**Point annotation records:**
★ ★ ★ ★ ★ ★ ★
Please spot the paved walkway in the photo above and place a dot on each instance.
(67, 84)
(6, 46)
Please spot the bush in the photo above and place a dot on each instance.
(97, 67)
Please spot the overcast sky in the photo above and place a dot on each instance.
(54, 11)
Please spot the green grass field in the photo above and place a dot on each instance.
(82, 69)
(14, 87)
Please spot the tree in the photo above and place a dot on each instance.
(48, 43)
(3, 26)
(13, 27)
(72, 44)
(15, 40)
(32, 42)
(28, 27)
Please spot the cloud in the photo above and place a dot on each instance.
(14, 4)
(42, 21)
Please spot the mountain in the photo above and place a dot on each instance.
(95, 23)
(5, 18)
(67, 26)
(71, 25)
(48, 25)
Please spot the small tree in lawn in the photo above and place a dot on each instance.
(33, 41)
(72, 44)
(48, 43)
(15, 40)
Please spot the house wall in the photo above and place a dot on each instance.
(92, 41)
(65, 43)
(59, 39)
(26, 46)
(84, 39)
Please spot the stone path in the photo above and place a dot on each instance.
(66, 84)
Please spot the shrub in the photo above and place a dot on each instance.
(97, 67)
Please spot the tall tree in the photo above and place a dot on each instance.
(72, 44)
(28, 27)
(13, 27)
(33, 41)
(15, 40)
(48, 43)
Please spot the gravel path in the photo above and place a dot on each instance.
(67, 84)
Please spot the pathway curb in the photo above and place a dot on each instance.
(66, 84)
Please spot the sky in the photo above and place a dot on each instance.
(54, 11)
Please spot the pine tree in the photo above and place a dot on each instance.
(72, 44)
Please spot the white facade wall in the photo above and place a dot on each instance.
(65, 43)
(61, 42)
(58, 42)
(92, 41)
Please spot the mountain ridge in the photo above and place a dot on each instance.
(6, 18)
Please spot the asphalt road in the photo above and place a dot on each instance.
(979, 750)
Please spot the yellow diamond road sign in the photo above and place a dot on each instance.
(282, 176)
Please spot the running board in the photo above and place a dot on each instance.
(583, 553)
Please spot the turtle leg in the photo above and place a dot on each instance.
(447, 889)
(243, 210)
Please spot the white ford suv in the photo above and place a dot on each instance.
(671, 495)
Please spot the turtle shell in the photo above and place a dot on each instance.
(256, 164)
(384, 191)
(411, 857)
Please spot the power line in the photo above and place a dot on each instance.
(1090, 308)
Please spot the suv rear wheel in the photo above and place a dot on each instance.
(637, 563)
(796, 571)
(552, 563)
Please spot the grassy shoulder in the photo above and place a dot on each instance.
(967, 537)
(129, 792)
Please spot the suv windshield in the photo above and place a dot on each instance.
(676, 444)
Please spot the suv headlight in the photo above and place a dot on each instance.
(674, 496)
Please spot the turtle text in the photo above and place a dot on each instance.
★ ★ ★ ★ ★ ★ ★
**Given exercise:**
Rewrite the part of the records that runs from the line containing "Please spot the sky" through the end of the records, switching "turtle" to "tortoise" and keeping everything else the same.

**Written solution:**
Please spot the sky in the photo above and place a dot on each instance.
(54, 11)
Please spot the pine tree in the photo above and place a dot on each instance.
(72, 44)
Please spot the white facade wall in the photo above and place a dot on each instance.
(65, 43)
(61, 42)
(58, 42)
(92, 41)
Please spot the mountain ridge in the photo above and place a dot on each instance.
(6, 18)
Please spot the asphalt road in the photo above and place a dot on each instance.
(979, 750)
Please spot the yellow diamond road sign in the photo above and place a dot on each instance.
(282, 176)
Please spot the running board in the photo above and place a dot on each instance.
(583, 553)
Please spot the tortoise leg in the photo above and place a dot on each instance.
(447, 889)
(243, 210)
Please spot the white ford suv in the photo above and place a dot on each instance.
(671, 495)
Please spot the tortoise shell in the photo above and place a dot on each instance.
(256, 164)
(384, 191)
(411, 857)
Please spot the power line in the photo above and place a dot on each instance.
(1090, 308)
Please spot the suv rear wheel in the photo above and place a dot on each instance.
(637, 563)
(796, 571)
(552, 563)
Please spot the grassy shoulder in the photo above and place a dot on each instance.
(967, 537)
(129, 792)
Please spot the suv windshield in the photo above and place a dot on each instance.
(676, 444)
Please spot the suv headlight in the photo above and place a dot on each instance.
(674, 496)
Please spot the tortoise text in the photo above and place a dot on each instance.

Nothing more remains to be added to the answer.